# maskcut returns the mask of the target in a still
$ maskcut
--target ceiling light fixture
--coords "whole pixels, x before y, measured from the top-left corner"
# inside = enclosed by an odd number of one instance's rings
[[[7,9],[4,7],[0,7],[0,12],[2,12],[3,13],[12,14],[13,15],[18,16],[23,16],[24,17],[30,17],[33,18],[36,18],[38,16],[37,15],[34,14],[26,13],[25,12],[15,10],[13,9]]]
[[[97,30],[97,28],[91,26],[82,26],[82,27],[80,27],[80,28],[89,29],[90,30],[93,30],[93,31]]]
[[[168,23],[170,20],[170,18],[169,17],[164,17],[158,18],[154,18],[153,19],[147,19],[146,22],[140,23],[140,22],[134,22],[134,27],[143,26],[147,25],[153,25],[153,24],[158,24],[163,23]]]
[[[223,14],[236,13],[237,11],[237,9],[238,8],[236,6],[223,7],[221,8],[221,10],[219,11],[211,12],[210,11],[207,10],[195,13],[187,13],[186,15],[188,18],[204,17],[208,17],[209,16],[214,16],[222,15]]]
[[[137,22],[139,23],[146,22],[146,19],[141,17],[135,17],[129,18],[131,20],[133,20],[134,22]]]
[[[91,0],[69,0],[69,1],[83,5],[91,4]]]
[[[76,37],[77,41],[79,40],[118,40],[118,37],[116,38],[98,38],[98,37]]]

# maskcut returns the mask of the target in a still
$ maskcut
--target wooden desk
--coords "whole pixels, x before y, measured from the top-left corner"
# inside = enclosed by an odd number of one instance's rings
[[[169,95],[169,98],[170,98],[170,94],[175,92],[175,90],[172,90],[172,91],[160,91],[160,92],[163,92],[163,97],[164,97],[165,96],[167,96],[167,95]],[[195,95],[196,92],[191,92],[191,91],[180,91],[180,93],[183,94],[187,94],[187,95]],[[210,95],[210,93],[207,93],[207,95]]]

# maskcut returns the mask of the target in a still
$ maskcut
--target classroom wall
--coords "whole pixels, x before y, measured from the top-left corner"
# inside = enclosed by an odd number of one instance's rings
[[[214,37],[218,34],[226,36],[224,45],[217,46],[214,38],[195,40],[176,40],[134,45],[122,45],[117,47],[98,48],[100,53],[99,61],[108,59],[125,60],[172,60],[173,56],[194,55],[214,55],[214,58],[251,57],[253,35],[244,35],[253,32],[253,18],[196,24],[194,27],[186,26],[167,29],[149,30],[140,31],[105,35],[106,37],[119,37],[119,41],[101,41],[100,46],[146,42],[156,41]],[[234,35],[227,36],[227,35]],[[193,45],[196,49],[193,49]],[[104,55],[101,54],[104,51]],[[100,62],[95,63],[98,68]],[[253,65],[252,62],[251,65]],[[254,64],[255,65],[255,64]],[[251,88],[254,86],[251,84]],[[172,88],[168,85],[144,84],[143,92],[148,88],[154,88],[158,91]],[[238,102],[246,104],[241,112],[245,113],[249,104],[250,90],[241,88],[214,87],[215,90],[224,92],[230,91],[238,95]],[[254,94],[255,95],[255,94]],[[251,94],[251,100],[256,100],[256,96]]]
************
▶ _What to work on_:
Render every line above as a JSON array of strings, one string per line, and omit the blank lines.

▶ _Written reply_:
[
  "# maskcut returns the mask of the target in a still",
  "$ maskcut",
  "--target ceiling light fixture",
  "--coords \"whole pixels, x before y, measured from the top-left corner\"",
  "# inside = enclosed by an odd number of one instance's rings",
  "[[[7,9],[4,7],[0,7],[0,12],[2,12],[3,13],[12,14],[13,15],[18,16],[23,16],[24,17],[30,17],[33,18],[36,18],[38,16],[37,15],[34,14],[26,13],[25,12],[15,10],[13,9]]]",
  "[[[97,30],[97,28],[91,26],[82,26],[82,27],[80,27],[80,28],[89,29],[90,30],[93,30],[93,31]]]",
  "[[[168,23],[170,20],[170,18],[169,17],[164,17],[158,18],[154,18],[153,19],[147,19],[146,22],[140,23],[140,22],[134,22],[134,27],[143,26],[147,25],[153,25],[153,24],[158,24],[163,23]]]",
  "[[[223,14],[236,13],[237,11],[237,9],[238,8],[236,6],[223,7],[221,8],[221,10],[219,11],[211,12],[210,11],[207,10],[195,13],[187,13],[186,15],[188,18],[204,17],[208,17],[209,16],[214,16],[222,15]]]",
  "[[[137,22],[139,23],[146,22],[146,19],[141,17],[135,17],[129,18],[131,20],[133,20],[134,22]]]",
  "[[[91,0],[69,0],[69,1],[83,5],[91,4]]]",
  "[[[76,37],[77,41],[79,40],[118,40],[118,37],[116,38],[98,38],[98,37]]]",
  "# maskcut returns the mask of the target in a still",
  "$ maskcut",
  "--target wooden desk",
  "--coords \"whole pixels, x before y, measured from the top-left corner\"",
  "# inside = enclosed by an odd number of one instance's rings",
  "[[[169,95],[169,98],[170,98],[170,94],[175,92],[175,90],[172,90],[172,91],[160,91],[160,92],[163,92],[163,97],[164,97],[165,96],[167,96],[167,95]],[[195,95],[196,92],[191,92],[191,91],[180,91],[180,93],[183,94],[187,94],[187,95]],[[210,95],[210,93],[207,93],[207,95]]]",
  "# maskcut returns the mask of the target in a still",
  "$ maskcut",
  "--target classroom wall",
  "--coords \"whole pixels, x before y, measured from the top-left corner\"",
  "# inside = enclosed by an odd number of one instance's rings",
  "[[[214,37],[218,34],[226,36],[224,45],[217,46],[214,38],[195,40],[176,40],[134,45],[122,45],[117,47],[98,48],[100,53],[99,61],[108,59],[125,60],[172,60],[173,56],[194,55],[214,55],[214,58],[251,57],[253,35],[244,35],[253,32],[253,18],[196,24],[194,27],[186,26],[167,29],[149,30],[140,31],[105,35],[106,37],[119,37],[119,41],[101,41],[100,46],[146,42],[156,41]],[[234,35],[227,36],[227,35]],[[193,45],[196,49],[193,49]],[[104,55],[101,54],[104,51]],[[100,62],[95,63],[98,68]],[[253,65],[252,62],[251,65]],[[254,64],[255,65],[255,64]],[[251,88],[254,86],[251,84]],[[172,88],[168,85],[144,84],[143,92],[148,88],[154,88],[158,91]],[[238,102],[246,104],[241,112],[245,113],[249,104],[250,90],[241,88],[214,87],[215,90],[224,92],[230,91],[238,95]],[[254,94],[255,95],[255,94]],[[251,94],[251,100],[256,100],[256,96]]]"
]